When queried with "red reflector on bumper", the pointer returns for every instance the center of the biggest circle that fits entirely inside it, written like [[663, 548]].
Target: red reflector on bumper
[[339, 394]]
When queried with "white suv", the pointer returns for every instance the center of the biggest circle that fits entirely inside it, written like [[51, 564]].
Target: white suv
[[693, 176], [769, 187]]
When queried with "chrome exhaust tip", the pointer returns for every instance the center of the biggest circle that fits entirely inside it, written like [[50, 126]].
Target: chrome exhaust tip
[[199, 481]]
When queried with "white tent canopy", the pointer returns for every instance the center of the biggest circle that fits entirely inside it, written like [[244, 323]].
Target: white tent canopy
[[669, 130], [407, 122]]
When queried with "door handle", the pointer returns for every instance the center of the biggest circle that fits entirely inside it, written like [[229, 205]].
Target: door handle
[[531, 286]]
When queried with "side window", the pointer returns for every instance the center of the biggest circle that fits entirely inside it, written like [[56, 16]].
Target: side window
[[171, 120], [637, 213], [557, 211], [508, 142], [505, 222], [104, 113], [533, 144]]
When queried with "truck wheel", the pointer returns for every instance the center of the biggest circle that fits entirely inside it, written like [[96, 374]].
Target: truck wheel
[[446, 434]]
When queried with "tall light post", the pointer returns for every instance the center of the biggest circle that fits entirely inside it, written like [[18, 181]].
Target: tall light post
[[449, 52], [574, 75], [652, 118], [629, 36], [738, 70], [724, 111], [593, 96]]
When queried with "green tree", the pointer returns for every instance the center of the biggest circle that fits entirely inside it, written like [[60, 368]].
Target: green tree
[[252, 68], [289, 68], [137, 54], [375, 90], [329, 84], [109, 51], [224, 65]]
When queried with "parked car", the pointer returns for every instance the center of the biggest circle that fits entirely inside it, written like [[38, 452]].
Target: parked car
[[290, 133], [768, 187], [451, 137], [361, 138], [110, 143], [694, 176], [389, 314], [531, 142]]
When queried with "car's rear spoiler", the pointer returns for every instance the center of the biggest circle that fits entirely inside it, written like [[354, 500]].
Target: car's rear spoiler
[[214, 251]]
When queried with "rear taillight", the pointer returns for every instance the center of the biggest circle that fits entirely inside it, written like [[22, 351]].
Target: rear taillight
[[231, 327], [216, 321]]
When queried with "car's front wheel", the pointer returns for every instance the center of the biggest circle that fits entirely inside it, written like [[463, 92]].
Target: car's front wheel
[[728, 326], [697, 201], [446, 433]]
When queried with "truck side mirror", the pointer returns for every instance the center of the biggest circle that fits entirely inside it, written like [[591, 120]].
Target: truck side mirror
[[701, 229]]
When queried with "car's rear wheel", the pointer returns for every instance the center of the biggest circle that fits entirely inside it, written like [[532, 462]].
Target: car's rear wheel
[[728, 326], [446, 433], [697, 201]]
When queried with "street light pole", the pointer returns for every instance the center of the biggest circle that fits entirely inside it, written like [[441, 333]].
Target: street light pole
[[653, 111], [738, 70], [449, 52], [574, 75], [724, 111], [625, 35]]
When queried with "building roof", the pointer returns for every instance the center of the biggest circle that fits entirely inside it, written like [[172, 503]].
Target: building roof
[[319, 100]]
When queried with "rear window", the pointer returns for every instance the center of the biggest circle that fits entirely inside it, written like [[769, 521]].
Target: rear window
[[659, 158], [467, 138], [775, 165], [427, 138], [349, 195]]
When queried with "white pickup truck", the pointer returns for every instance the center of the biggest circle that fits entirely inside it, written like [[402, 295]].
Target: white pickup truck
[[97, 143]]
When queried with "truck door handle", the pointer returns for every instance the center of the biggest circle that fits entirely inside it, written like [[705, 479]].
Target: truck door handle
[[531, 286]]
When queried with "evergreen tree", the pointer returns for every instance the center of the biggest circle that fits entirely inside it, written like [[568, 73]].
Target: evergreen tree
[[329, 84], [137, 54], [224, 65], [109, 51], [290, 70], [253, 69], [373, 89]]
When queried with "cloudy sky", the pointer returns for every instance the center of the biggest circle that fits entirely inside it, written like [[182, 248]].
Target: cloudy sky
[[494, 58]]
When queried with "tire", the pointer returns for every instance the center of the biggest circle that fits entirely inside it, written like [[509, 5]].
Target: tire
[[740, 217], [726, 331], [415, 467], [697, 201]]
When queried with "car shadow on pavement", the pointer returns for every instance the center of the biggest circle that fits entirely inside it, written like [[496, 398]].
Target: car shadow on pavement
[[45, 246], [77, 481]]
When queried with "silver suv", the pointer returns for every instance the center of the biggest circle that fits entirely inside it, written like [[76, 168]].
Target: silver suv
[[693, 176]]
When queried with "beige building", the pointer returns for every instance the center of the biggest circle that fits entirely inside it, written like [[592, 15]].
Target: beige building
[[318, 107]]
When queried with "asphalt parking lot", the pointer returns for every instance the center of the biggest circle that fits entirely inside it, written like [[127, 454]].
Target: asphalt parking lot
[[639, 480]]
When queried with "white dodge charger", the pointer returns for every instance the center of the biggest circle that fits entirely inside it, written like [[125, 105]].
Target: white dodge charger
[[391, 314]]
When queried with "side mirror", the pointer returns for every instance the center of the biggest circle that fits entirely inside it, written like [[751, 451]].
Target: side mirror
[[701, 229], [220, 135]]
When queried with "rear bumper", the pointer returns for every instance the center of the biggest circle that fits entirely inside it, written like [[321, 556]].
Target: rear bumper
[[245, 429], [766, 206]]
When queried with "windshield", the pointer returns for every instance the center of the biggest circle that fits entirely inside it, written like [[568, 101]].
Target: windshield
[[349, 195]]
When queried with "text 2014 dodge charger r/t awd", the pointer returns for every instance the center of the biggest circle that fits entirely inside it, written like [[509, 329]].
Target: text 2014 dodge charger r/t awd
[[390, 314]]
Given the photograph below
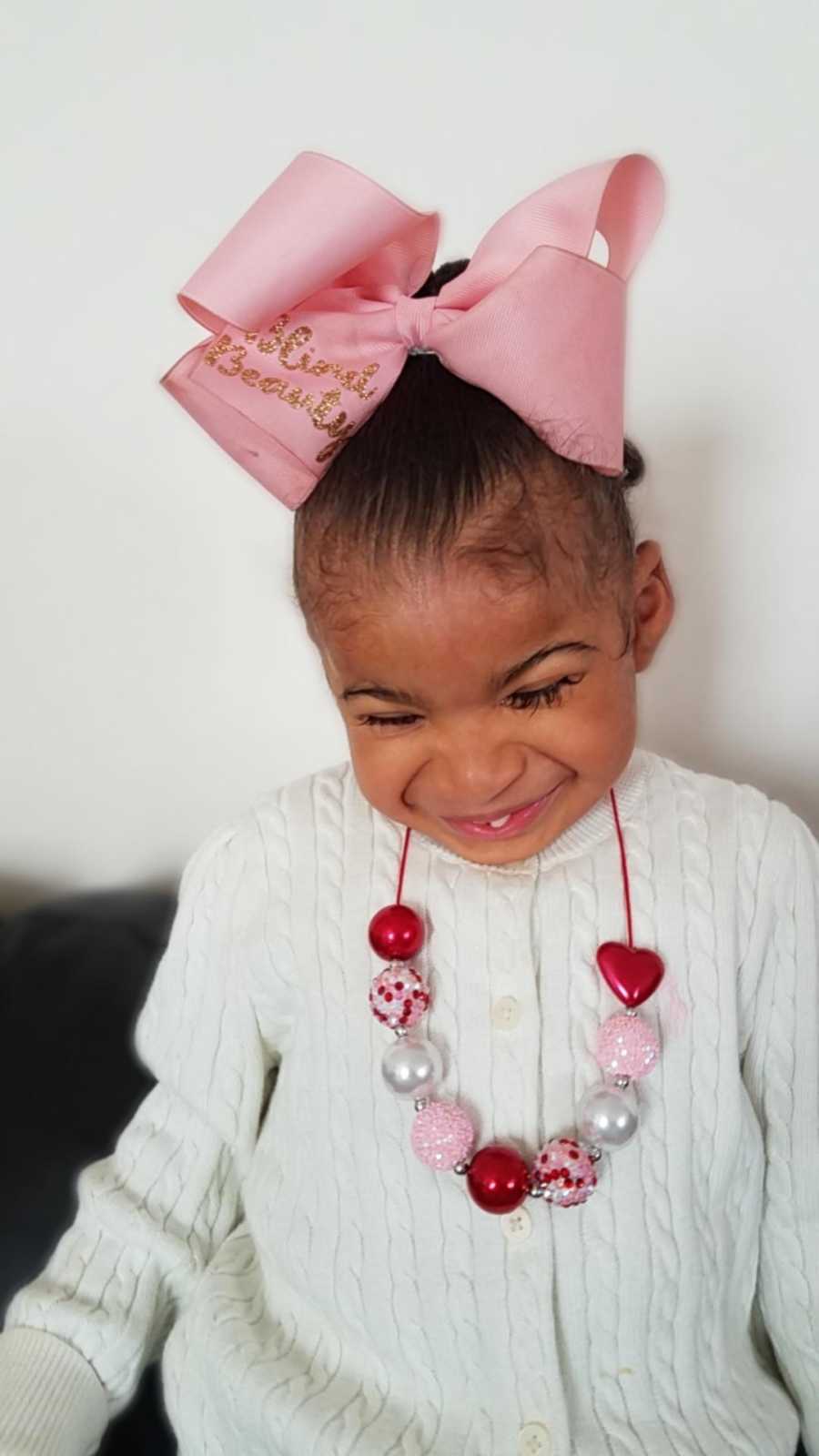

★ ★ ★ ★ ★

### Assigned task
Write the data above out exactly. Leave out any pictures.

### Answer box
When queried with "red reflector on bumper", the pointer returns for every instance the center of the biggest circle that fits entirely inside it, written like [[663, 548]].
Target: red reflector on bumper
[[339, 394]]
When queried with "white suv", the pointer returns for every instance the center of the biggest circle that fits entirely inside it, written like [[51, 564]].
Target: white suv
[[693, 176], [769, 187]]
When queried with "chrome exhaust tip", the pointer returns for every instance the center of the biggest circle that fits entirely inside it, written like [[50, 126]].
Target: chrome exhaust tip
[[199, 481]]
When queried with "white tent canopy", the pointer returns for every instance the center of the biggest circle that fits entirely inside it, written like [[244, 323]].
Target: white tent canopy
[[669, 130], [407, 122]]
When queried with "door handle", the pointer returns for every instance the center of the biggest circle that fits entirely inside it, written like [[229, 205]].
Target: door handle
[[531, 286]]
When queried with "side window", the pointer returns for every instance the center of the biggest circle that fits entirely inside it, written like [[56, 16]].
Target: side window
[[171, 120], [637, 213], [557, 211], [508, 142], [505, 222], [104, 113], [533, 144]]
When queried with "truck wheel", the pointer returns for every instance the center of the biggest circle that fits entirely inside it, written like [[96, 374]].
Target: truck wheel
[[446, 434]]
When queried with "tall light post", the pointer returns for every instance the center of the biggest circle that fits entirely inside it, written like [[18, 181]].
Target: tall light post
[[449, 52], [574, 75], [652, 118], [629, 36], [738, 70], [724, 111], [593, 96]]
When queried with "green tree", the pointer returns for every instance the center of the biggest circle that fits entirely inside it, written like [[60, 368]].
Target: green tree
[[252, 68], [289, 68], [137, 54], [375, 90], [329, 84], [109, 51], [224, 65]]
When queried with "parked car", the pointer returns for every instance the center of the biggest circle that fits entirely inside it, written like [[38, 452]].
Target: parked car
[[290, 133], [768, 187], [451, 137], [361, 138], [110, 143], [694, 176], [389, 314], [531, 142]]
When queried with "car's rear spoiler", the pointer returns for every instance the center of the biggest circle that fits entirely inside it, written like [[354, 500]].
Target: car's rear spoiler
[[214, 251]]
When queried with "rear taillight", the pointer returns for every instance the center of the biggest circle that fits entirely inside it, written like [[22, 351]].
Target: rear taillight
[[231, 327], [216, 321]]
When queried with "car's front wheel", the pointer returns for every instance the center of the biggest circle that fits entirely inside it, written like [[463, 92]].
Target: car's front wheel
[[728, 326], [697, 201], [446, 433]]
When queried with "truck side mirror", the pointer returns for every instance the center of the biggest circle that fits entirely inside it, written like [[591, 120]].
Target: truck side mirror
[[701, 229]]
When queried with "car's rear wheel", the pointer returns for every instance the center of the biggest circle that fits entirely inside it, written like [[532, 462]].
Target: car's rear wheel
[[728, 326], [446, 433], [697, 201]]
When queried with "street light pole", the pointer returns for every instance the center of the biggest circle that fits entirely inside it, written like [[441, 333]].
Target: street light pole
[[653, 111], [738, 70], [449, 52], [574, 75], [724, 111], [625, 35]]
When queried with "building roof", the pointer returns for every instance the center of the biggest circle that fits entirely inside it, written like [[172, 503]].
Target: building roof
[[319, 100]]
When queried with "rear window", the pointer returns for every instance the center of the biggest circle that fits entirely inside it, written like [[769, 521]].
Target: rear window
[[659, 158], [467, 138], [775, 165], [427, 138], [349, 195]]
When queried with "white pickup truck", the pointer returns for every instance the center of the biggest circle that fits entirely inside it, written like [[402, 295]].
Target: white pickup truck
[[97, 143]]
When queried with "truck door handle", the pointer returns for every instance the center of the biggest circle that fits entirely inside it, written like [[705, 479]].
Target: truck door handle
[[531, 286]]
When queried with "evergreen tree", the pointer returns for every instance the center of the biggest circle that fits entirely inside it, written like [[568, 73]].
Target: evergreen tree
[[329, 84], [137, 54], [224, 65], [109, 51], [290, 70], [253, 69], [373, 89]]
When queried with "cloudy sky", the pointer returns for every instance the center of the biggest circle that fits entirely inside it, written like [[182, 248]].
Target: cloudy sky
[[494, 58]]
When queried with "tire", the pointer returns for every instance the center of the biggest circle that fits entirely inside it, written like [[509, 5]].
Target: tire
[[740, 217], [726, 331], [415, 467], [697, 201]]
When queried with "car shadow on pavement", the pointer returns for every instance the center of the biggest circle that fits entirely inside it, written like [[496, 398]].
Target: car shadow on pavement
[[45, 246], [77, 481]]
When queried with "silver suv", the pointer returns for every instance the center of the biggest circle that fits entirely inside it, written like [[76, 168]].
Target: silver suv
[[693, 176]]
When queried with "beige building", the pointer returns for every instance the center of the biggest circle that fits entirely inside it, written like [[592, 15]].
Target: beige building
[[318, 107]]
When queried with "asphalt parking lot", the pointer returns for every instance the center of the biggest circle that fits entirely inside it, written like [[127, 454]].
Target: asphalt parking lot
[[639, 480]]
When queried with "white dodge charger", the pointer returns for every instance the center of the biggest circle that fits entirely inside it, written like [[125, 105]].
Target: white dodge charger
[[391, 314]]
When queried with "side mirror", the pointer returns for every instance the center of the biggest circle that fits entirely inside it, written like [[751, 451]].
Target: side mirror
[[701, 229], [220, 135]]
When queried with "rear bumper", the pointer returns for every instance the center of the biggest circle that fits entirely inside it, written like [[321, 556]].
Target: rear bumper
[[245, 429], [766, 206]]
When queried with "windshield", the pointer returns for every instance the center of the biggest circle that fits entirely inside it, written like [[568, 101]].
Target: windshield
[[349, 195]]
When queried with "text 2014 dodge charger r/t awd", the pointer returns for every instance the center of the biggest circle that fits entirely inside it, written like [[509, 329]].
Target: text 2014 dodge charger r/t awd
[[390, 314]]
Given the photograph below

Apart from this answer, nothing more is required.